Instruction
About HW6
Question 1 [40 Points] Write Your Own Spline Basis (Univariate Spline Fit)
Question 2 [60 Points] Kernel Regression

Instruction

Students are encouraged to work together on homework. However, sharing, copying, or providing any part of a homework solution or code is an infraction of the University’s rules on Academic Integrity. Any violation will be punished as severely as possible. Final submissions must be uploaded to compass2g. No email or hardcopy will be accepted. For late submission policy and grading rubrics, please refer to the course website.

What is expected for the submission to Gradescope
- You are required to submit one rendered PDF file HWx_yourNetID.pdf. For example, HW01_rqzhu.pdf. Please note that this must be a .pdf file generated by a .Rmd file. .html format cannot be accepted.
- Please follow the instructions on Gradescope to select corresponding PDF pages for each question.
Please note that your homework file is a PDF report instead of a messy collection of R codes. This report should include:
- Your Name and NetID. (Replace Ruoqing Zhu (rqzhu) by your name and NetID if you are using this template).
++++++
• _What needs to be done_:
From the homework instructions, quote word for word the passage that starts with "Question 2 [60" and ends after "cannot be accepted.". The material after this text is not needed.

• _Supplied information_:
++++++
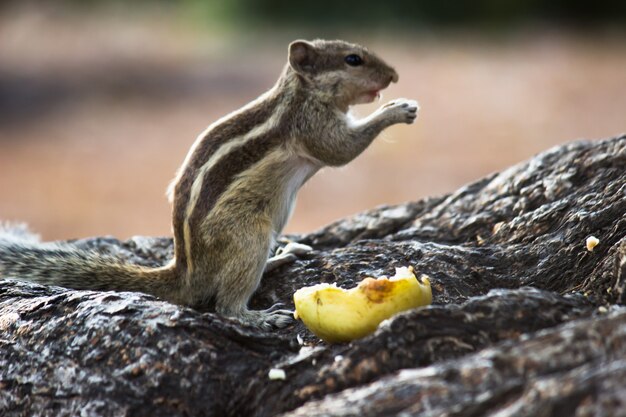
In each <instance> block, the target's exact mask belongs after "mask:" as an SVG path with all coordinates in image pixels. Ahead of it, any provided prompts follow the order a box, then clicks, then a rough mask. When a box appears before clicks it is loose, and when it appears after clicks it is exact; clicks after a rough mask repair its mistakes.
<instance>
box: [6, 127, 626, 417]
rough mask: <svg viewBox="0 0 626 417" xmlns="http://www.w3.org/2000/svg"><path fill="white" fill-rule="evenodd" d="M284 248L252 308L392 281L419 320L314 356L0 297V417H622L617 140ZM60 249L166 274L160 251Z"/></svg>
++++++
• _Response to this exercise_:
Question 2 [60 Points] Kernel Regression

Instruction

Students are encouraged to work together on homework. However, sharing, copying, or providing any part of a homework solution or code is an infraction of the University’s rules on Academic Integrity. Any violation will be punished as severely as possible. Final submissions must be uploaded to compass2g. No email or hardcopy will be accepted. For late submission policy and grading rubrics, please refer to the course website.

What is expected for the submission to Gradescope
- You are required to submit one rendered PDF file HWx_yourNetID.pdf. For example, HW01_rqzhu.pdf. Please note that this must be a .pdf file generated by a .Rmd file. .html format cannot be accepted.